CHALLENGE - Can you put everything in the records below, from the line containing "Screen reader assistance: help the user find the field" down to the line containing "99,68 -> 133,86", both included, into a JSON list of strings with one string per line and blank lines left out?

RECORDS -
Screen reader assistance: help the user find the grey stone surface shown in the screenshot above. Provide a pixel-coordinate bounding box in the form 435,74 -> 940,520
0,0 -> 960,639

==

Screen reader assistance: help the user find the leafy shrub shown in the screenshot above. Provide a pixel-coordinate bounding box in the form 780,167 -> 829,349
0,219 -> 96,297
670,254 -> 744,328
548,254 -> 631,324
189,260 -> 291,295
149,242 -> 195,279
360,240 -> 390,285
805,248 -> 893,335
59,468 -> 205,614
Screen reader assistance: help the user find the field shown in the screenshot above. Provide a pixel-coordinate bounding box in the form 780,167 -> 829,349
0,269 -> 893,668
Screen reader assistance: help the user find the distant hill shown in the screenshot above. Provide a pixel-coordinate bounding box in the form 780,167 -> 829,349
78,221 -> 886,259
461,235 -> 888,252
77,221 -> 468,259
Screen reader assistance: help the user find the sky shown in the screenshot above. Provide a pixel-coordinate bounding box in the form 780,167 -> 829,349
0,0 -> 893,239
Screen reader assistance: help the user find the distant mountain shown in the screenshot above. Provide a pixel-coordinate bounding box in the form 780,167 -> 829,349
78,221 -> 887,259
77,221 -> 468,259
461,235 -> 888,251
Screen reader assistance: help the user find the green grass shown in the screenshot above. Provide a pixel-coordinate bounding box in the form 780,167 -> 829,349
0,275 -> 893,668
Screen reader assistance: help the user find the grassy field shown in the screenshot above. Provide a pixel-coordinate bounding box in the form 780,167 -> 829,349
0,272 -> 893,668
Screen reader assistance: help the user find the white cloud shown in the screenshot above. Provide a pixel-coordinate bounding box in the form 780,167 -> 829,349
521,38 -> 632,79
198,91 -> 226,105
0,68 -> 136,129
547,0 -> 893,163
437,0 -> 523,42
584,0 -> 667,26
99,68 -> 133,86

RESULT FOR THIS TASK -
[
  "Screen reader assistance: help the user find the field shown in the screenshot above. Provide a pixel-coordinate bounding box in the form 780,167 -> 829,349",
  "0,269 -> 893,668",
  "Screen reader assistance: help the user find the distant hill shown in the screenshot above. Provide a pixel-coordinate bounding box in the form 780,167 -> 829,349",
  "78,221 -> 886,259",
  "461,235 -> 888,252",
  "77,221 -> 468,259",
  "Screen reader assistance: help the user find the sky shown in the screenshot above. Provide a pixel-coordinate bounding box in the form 780,167 -> 829,349",
  "0,0 -> 893,239",
  "Screen reader assistance: help the user find the distant mountain shown in the screenshot above. Provide a pixel-coordinate bounding box in the form 780,167 -> 829,349",
  "78,221 -> 887,259",
  "77,221 -> 468,259",
  "461,235 -> 888,251",
  "Screen reader assistance: help the user find the green grass shown in the screenshot above. Provide a pixel-coordinate bounding box in the form 780,167 -> 829,349",
  "0,275 -> 893,668",
  "Screen reader assistance: help the user find the grassy field shown in the screenshot above. Provide a pixel-coordinate bounding box in the form 780,167 -> 829,349",
  "0,272 -> 893,668",
  "Screen reader assistance: help the user find the white cloud shown in the screenshot above. Provide a pixel-coordinate bounding box in the form 780,167 -> 829,349",
  "521,38 -> 632,79",
  "198,91 -> 226,105",
  "0,68 -> 136,129",
  "547,0 -> 893,163",
  "437,0 -> 523,42",
  "584,0 -> 667,26",
  "99,68 -> 133,86"
]